SUPPLIED DATA ▸
┄┄┄┄┄┄

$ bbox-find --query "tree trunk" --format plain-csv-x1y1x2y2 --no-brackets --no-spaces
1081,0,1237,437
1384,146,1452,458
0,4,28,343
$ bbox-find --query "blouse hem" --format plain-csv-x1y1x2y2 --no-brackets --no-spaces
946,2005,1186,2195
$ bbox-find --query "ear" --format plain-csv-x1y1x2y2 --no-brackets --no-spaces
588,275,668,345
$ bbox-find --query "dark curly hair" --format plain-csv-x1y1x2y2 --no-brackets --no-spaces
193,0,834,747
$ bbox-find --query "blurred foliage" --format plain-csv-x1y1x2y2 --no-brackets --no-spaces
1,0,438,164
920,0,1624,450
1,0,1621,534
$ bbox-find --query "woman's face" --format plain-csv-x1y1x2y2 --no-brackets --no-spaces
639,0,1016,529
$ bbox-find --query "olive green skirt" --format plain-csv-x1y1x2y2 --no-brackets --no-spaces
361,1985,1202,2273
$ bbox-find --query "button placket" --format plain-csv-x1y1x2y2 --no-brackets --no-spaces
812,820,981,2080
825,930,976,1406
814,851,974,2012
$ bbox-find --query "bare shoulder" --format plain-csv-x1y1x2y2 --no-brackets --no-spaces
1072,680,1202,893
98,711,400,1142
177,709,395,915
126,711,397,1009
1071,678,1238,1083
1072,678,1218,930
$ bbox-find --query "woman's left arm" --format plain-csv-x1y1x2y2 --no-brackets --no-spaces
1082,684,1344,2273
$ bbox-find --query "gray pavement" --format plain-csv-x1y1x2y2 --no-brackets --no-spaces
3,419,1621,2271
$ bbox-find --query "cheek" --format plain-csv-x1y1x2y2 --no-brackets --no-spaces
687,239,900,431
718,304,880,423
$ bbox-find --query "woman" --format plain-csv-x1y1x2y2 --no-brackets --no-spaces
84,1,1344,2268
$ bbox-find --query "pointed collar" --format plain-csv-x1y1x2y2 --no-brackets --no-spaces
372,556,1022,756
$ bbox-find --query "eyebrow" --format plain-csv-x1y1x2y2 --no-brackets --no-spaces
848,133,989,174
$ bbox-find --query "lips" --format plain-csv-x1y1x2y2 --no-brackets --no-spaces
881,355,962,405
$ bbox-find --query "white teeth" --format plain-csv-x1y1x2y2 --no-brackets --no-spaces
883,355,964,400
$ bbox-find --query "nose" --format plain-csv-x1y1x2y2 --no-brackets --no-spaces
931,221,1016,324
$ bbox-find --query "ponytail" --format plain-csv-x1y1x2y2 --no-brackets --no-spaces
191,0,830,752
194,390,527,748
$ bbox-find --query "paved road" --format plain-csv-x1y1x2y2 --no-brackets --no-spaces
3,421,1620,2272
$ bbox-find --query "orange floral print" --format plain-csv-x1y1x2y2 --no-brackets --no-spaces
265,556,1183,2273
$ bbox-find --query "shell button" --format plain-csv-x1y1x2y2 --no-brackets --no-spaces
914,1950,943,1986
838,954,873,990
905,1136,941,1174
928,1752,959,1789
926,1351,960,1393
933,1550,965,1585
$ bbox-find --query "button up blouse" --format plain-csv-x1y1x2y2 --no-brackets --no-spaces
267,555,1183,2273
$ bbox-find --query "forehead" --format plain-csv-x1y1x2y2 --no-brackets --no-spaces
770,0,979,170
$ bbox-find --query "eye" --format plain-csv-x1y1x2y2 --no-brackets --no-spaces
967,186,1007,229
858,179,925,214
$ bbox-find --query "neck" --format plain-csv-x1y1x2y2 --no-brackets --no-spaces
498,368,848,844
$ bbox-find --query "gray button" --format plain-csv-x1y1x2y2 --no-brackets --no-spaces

┄┄┄┄┄┄

PROBLEM TO SOLVE ▸ In the lines above, every record is to be repeated exactly.

ANSWER BOX ▸
$ bbox-find --query "tree trunk" --format plain-csv-x1y1x2y2 --no-brackets --no-spaces
1081,0,1237,437
1384,146,1452,458
0,4,28,343
$ bbox-find --query "blouse hem" --format plain-csv-x1y1x2y2 --no-brackets --no-spaces
946,2005,1186,2195
$ bbox-find --query "ear" --format plain-csv-x1y1x2y2 --no-brackets --no-spaces
588,275,668,345
$ bbox-find --query "dark curly hair" --format plain-csv-x1y1x2y2 --no-brackets --no-spaces
193,0,834,747
$ bbox-find --query "blurred foliage" --format plain-csv-x1y1x2y2 --no-brackets --no-spaces
1,0,438,164
920,0,1624,450
1,0,1621,534
$ bbox-find --query "woman's face" --format plain-csv-x1y1x2y2 --no-brackets --no-spaces
639,0,1016,529
$ bbox-find --query "olive green skirt" --format plain-csv-x1y1x2y2 --no-brackets --no-spaces
361,1985,1202,2273
$ bbox-find --query "button placket" --format plain-csv-x1y1x2y2 --no-brackets --no-spaces
812,820,981,2080
825,930,976,1406
814,851,974,2012
$ bbox-find --query "bare shoulder" --format plain-csv-x1y1x2y2 --no-brackets --no-spaces
1072,680,1202,893
98,711,400,1142
177,709,395,915
126,711,397,1009
1071,678,1238,1083
1072,678,1218,930
$ bbox-find --query "woman's left arm" --format plain-csv-x1y1x2y2 --no-brackets --no-spaces
1082,684,1344,2273
$ bbox-find --query "gray pavement" --format plain-csv-x1y1x2y2 --no-brackets --no-spaces
3,419,1621,2271
$ bbox-find --query "cheek" --format plain-csv-x1y1x2y2 --no-brackets --no-spaces
687,239,900,431
718,304,880,423
$ bbox-find --query "woman" --format plain-csv-x1y1x2y2 --no-brackets --no-spaces
84,1,1344,2268
$ bbox-find --query "pointed collar" --format plain-csv-x1y1x2y2 --no-brackets --no-spaces
372,556,1022,756
$ bbox-find --query "eyebrow" --format plain-csv-x1y1x2y2 --no-brackets --no-spaces
848,133,989,174
$ bbox-find --query "lips" --format plain-csv-x1y1x2y2 --no-brackets --no-spaces
881,355,962,405
$ bbox-find --query "white teeth" --format plain-csv-x1y1x2y2 --no-brackets --no-spaces
883,355,964,400
$ bbox-find --query "nose" --format plain-csv-x1y1x2y2 --no-brackets --no-spaces
931,221,1016,324
$ bbox-find --query "ponytail" --format plain-csv-x1y1x2y2 --no-brackets --no-spaces
191,0,830,752
194,390,527,748
$ bbox-find --query "paved road" --format plain-csv-x1y1x2y2 --no-brackets --no-spaces
3,421,1620,2272
$ bbox-find --query "orange floral print" --format plain-csv-x1y1x2y2 --no-brackets --no-spaces
265,556,1183,2273
$ bbox-find --query "shell button" --format plain-csv-x1y1x2y2 --no-brackets --no-spaces
914,1950,943,1986
838,954,873,990
905,1136,941,1174
928,1752,959,1789
926,1351,960,1393
933,1550,965,1585
$ bbox-find --query "button up blouse" --format plain-csv-x1y1x2y2 --no-brackets --no-spaces
267,555,1183,2273
$ bbox-find --query "forehead" --format plain-csv-x1y1x2y2 --no-brackets --no-spaces
770,0,979,170
$ bbox-find --query "eye" --format plain-csv-x1y1x2y2 --no-brackets --no-spaces
967,186,1007,229
858,179,925,214
$ bbox-find --query "neck" --format plain-csv-x1y1x2y2 --no-brackets --no-spaces
498,368,848,844
$ bbox-find --query "gray button" --format plain-csv-x1y1x2y2 --no-brackets --no-spaces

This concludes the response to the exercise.